Request -> Reproduce the listing from the line containing "ankle boot in the photograph above." through the line containing "(1358, 334)", swapping every "Marks" for "Points" and leaving everything else unchanged.

══════════

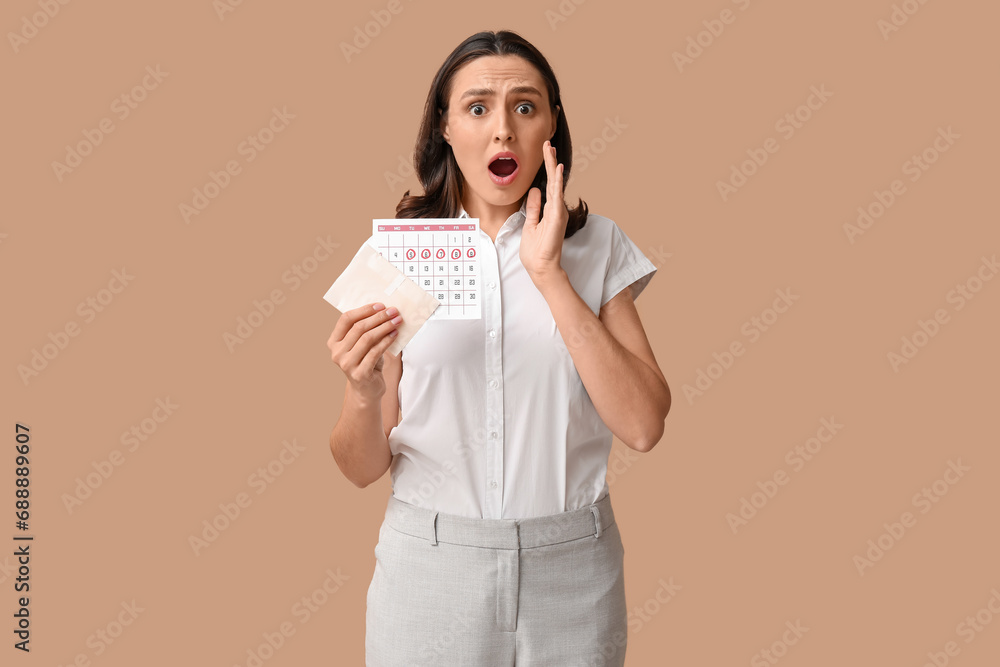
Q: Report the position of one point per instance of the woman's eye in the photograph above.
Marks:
(529, 105)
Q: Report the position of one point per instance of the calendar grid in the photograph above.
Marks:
(440, 255)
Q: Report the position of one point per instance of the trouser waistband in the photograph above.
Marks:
(538, 531)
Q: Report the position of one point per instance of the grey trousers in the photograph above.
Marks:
(451, 590)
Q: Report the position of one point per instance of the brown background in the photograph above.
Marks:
(720, 263)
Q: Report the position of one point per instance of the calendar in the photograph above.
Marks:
(439, 254)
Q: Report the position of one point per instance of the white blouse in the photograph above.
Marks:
(496, 423)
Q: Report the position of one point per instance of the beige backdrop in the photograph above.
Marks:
(827, 496)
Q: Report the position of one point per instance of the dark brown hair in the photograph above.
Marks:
(434, 162)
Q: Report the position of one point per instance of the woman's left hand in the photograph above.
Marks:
(541, 240)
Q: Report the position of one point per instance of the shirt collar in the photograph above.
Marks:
(515, 219)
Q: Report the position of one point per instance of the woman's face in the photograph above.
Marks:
(498, 104)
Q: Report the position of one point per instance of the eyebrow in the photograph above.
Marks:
(487, 92)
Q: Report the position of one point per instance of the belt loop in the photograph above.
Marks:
(597, 519)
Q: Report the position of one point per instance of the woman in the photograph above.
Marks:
(487, 554)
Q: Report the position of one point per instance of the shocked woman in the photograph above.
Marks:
(499, 544)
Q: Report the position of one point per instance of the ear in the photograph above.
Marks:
(444, 127)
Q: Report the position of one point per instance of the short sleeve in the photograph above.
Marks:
(626, 266)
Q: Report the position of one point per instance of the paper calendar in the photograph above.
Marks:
(441, 255)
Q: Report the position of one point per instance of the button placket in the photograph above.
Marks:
(494, 386)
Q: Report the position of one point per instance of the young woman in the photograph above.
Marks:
(499, 544)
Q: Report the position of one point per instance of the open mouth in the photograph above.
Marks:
(503, 166)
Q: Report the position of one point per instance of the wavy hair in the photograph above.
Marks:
(434, 161)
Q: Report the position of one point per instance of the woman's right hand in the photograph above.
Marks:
(357, 344)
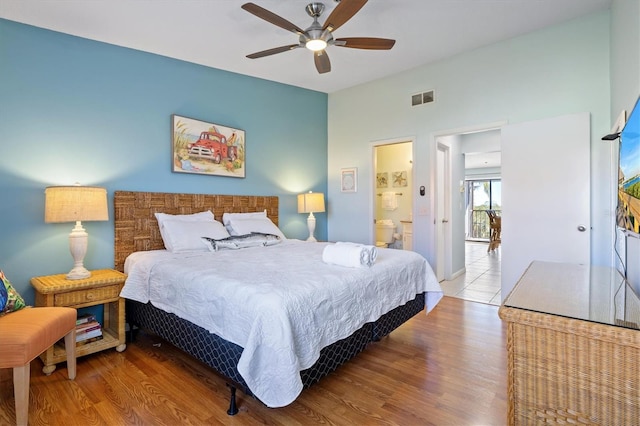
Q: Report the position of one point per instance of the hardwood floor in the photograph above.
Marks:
(445, 368)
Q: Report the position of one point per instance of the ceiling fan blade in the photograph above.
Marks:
(271, 17)
(273, 51)
(342, 13)
(321, 59)
(371, 43)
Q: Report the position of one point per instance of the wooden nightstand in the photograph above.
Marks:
(101, 288)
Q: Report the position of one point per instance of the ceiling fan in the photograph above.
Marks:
(318, 37)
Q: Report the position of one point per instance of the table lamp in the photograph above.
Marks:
(311, 202)
(75, 204)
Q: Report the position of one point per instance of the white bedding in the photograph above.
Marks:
(282, 303)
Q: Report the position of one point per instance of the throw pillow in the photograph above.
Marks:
(14, 301)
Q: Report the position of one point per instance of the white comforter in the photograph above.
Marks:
(282, 303)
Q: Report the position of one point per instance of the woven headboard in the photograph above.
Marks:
(136, 228)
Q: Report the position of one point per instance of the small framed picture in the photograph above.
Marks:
(349, 179)
(382, 180)
(207, 148)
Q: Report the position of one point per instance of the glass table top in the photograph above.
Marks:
(592, 293)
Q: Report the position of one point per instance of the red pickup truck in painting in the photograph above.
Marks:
(213, 146)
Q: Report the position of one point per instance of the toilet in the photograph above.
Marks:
(384, 232)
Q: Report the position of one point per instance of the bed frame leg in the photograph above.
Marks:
(233, 408)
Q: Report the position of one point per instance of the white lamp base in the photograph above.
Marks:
(78, 240)
(311, 224)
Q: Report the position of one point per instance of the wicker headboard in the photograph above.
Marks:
(136, 228)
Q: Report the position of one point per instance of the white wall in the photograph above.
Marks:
(625, 89)
(559, 70)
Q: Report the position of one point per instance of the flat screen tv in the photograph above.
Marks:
(628, 215)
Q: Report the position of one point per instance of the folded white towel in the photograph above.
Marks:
(352, 255)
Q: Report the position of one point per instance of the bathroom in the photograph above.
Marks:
(393, 194)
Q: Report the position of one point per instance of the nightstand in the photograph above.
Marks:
(101, 288)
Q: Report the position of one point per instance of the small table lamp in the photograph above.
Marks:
(75, 204)
(311, 202)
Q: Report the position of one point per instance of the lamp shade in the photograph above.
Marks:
(75, 203)
(311, 202)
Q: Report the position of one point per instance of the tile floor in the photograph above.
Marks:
(481, 282)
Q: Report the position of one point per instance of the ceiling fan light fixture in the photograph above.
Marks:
(315, 45)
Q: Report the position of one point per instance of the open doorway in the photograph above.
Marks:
(474, 178)
(392, 201)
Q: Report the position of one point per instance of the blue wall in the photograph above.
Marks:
(75, 110)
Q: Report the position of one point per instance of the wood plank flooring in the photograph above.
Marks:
(445, 368)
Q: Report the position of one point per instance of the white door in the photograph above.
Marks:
(443, 209)
(545, 194)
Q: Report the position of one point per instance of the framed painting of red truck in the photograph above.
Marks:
(207, 148)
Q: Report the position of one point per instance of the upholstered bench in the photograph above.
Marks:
(24, 335)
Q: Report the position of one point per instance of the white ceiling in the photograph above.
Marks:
(218, 33)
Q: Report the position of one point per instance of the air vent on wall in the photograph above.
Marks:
(422, 98)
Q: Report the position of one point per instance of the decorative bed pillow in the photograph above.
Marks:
(186, 236)
(262, 225)
(205, 216)
(235, 242)
(227, 217)
(14, 301)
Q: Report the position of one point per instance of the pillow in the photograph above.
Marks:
(247, 226)
(186, 236)
(205, 216)
(14, 301)
(241, 241)
(227, 217)
(3, 297)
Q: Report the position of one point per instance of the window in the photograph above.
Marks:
(482, 195)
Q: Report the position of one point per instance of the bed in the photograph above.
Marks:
(263, 333)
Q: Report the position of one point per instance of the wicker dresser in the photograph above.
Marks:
(573, 347)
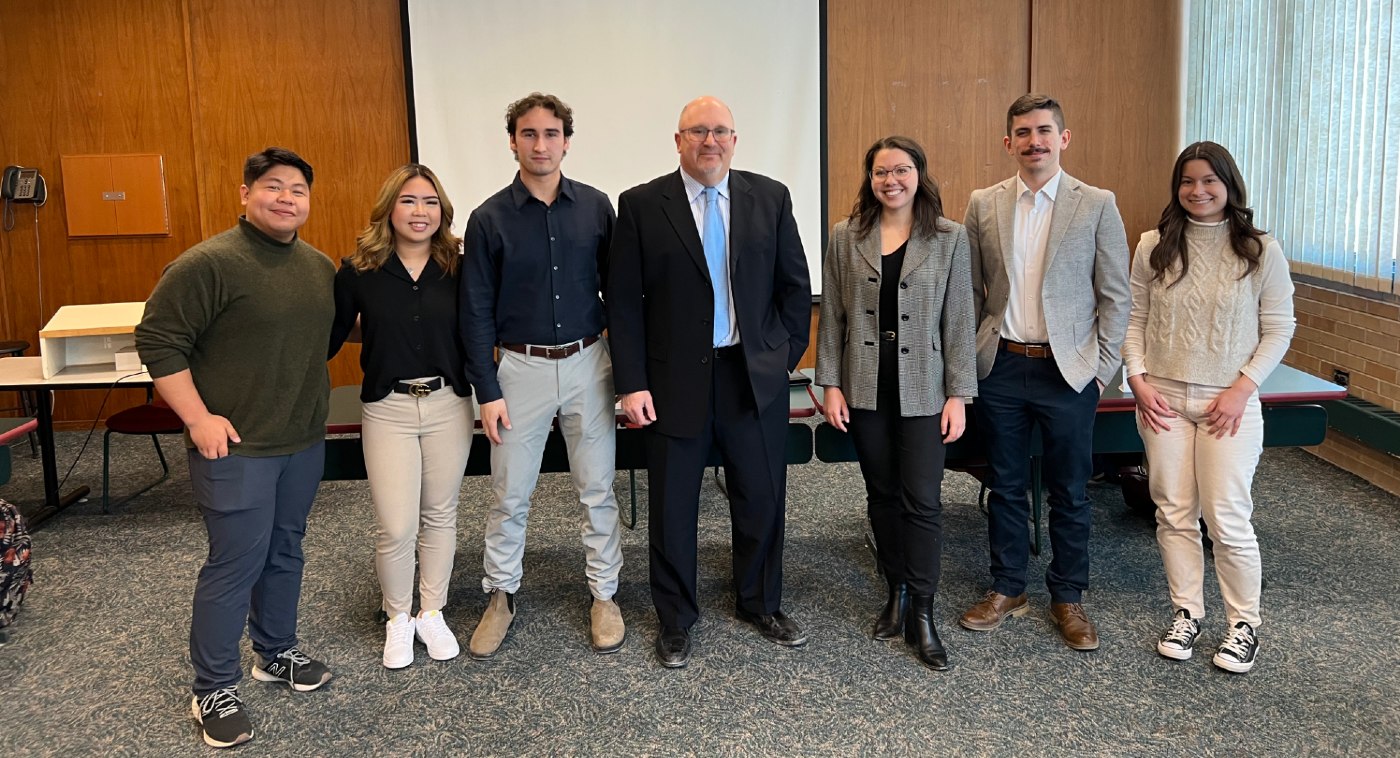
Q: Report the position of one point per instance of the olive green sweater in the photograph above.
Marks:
(251, 318)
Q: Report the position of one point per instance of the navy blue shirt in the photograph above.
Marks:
(409, 328)
(532, 273)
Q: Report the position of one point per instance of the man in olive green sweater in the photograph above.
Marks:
(235, 338)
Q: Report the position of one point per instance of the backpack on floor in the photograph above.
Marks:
(16, 573)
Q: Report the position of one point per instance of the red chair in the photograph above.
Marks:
(151, 419)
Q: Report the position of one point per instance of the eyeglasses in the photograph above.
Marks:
(699, 133)
(899, 171)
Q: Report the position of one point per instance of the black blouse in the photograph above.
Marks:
(409, 328)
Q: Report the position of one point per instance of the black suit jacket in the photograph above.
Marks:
(661, 303)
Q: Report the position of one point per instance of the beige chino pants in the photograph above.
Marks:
(1192, 475)
(578, 390)
(415, 451)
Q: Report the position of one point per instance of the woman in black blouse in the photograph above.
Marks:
(895, 350)
(401, 286)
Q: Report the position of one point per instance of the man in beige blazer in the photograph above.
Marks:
(1050, 287)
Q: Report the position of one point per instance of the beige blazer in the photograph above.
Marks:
(937, 356)
(1085, 293)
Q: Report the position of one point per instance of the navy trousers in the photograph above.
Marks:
(255, 512)
(1022, 393)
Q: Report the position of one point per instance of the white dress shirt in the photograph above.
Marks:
(1025, 320)
(696, 192)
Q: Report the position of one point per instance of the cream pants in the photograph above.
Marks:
(415, 451)
(1192, 475)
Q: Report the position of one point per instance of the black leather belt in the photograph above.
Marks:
(553, 352)
(1028, 349)
(419, 388)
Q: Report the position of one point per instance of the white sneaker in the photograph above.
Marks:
(398, 641)
(434, 634)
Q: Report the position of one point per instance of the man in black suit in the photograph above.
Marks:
(709, 308)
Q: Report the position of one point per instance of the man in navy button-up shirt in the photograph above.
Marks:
(535, 261)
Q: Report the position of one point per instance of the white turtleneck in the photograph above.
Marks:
(1211, 327)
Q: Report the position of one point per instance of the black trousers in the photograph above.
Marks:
(751, 447)
(902, 460)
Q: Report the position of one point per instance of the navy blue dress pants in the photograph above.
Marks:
(255, 512)
(1019, 394)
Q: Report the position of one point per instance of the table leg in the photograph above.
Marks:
(53, 502)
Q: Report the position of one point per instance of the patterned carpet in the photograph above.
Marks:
(98, 659)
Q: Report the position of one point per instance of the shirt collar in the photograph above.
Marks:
(1052, 188)
(695, 188)
(520, 194)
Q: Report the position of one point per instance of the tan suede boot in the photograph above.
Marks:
(494, 625)
(606, 626)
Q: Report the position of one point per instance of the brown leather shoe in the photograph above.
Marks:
(1075, 628)
(993, 610)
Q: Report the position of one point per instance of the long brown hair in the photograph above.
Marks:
(1243, 234)
(928, 205)
(375, 243)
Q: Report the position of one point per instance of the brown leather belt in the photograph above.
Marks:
(1026, 349)
(553, 352)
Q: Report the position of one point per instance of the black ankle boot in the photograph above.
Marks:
(919, 632)
(891, 621)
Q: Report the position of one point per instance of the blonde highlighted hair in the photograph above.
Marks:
(374, 245)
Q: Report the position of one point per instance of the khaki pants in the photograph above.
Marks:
(1192, 475)
(580, 391)
(415, 451)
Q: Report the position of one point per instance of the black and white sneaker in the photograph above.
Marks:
(223, 718)
(296, 669)
(1238, 650)
(1179, 641)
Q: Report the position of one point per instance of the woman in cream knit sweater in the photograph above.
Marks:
(1213, 314)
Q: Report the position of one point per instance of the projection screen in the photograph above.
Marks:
(626, 67)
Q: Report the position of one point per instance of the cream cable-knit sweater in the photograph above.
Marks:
(1213, 325)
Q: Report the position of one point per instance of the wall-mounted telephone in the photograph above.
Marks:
(24, 185)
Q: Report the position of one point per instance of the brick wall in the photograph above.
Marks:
(1358, 334)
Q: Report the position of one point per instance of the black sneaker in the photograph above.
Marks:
(296, 669)
(1238, 650)
(223, 718)
(1179, 639)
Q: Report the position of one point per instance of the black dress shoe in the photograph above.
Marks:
(776, 626)
(889, 624)
(674, 648)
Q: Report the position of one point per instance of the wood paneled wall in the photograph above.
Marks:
(1115, 69)
(203, 83)
(944, 72)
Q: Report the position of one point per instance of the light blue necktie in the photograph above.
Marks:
(713, 241)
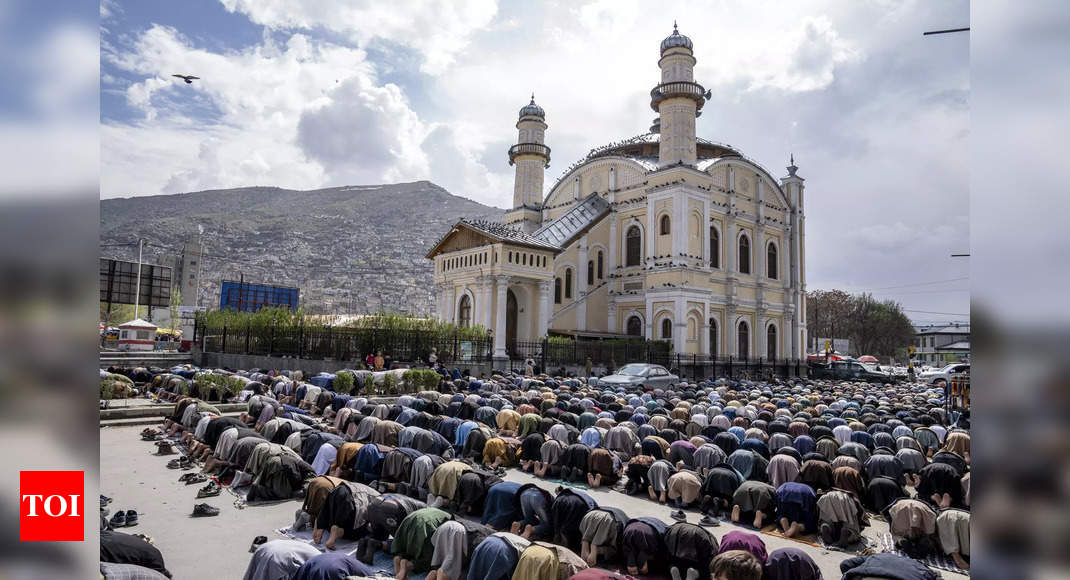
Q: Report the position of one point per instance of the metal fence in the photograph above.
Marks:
(340, 344)
(550, 355)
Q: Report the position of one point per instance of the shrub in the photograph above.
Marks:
(344, 382)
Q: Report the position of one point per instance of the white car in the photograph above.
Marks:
(942, 376)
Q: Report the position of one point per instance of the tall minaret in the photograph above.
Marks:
(531, 157)
(677, 100)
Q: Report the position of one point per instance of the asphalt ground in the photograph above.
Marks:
(217, 547)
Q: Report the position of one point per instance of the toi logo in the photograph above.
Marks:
(51, 505)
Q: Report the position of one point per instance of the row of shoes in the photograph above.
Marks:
(707, 519)
(123, 519)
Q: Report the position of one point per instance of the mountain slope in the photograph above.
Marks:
(353, 249)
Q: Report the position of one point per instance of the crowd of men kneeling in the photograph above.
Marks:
(411, 478)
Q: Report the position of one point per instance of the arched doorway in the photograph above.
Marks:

══════════

Response to the task ->
Q: Report the position of one point per instance of the black ankle boot in the photograph above.
Points:
(919, 632)
(891, 621)
Q: Report the position of one point per instance of the blonde highlighted hair in the photograph above.
Points:
(374, 245)
Q: Report the position of one point per instance of the khaki pants in the photograph above.
Points:
(1192, 475)
(580, 391)
(415, 451)
Q: Report the position of one point per instance of the black and white sneaker in the photograph above.
Points:
(223, 718)
(296, 669)
(1238, 650)
(1179, 641)
Q: Report the position of one point per instance of the woman in cream knit sweater in the photograph above.
Points:
(1213, 314)
Q: Report the position of one point per instance of the projection screen in the photograph above.
Points:
(626, 67)
Q: Report the position of one point per instance of the cream cable-knit sweater in the photograph above.
Points:
(1213, 325)
Q: Report the position of one point per instance of the wall-mounted telephone in the photograph above.
Points:
(24, 185)
Q: Report the position of one point per instance of the brick wall in the photograph above.
Points:
(1358, 334)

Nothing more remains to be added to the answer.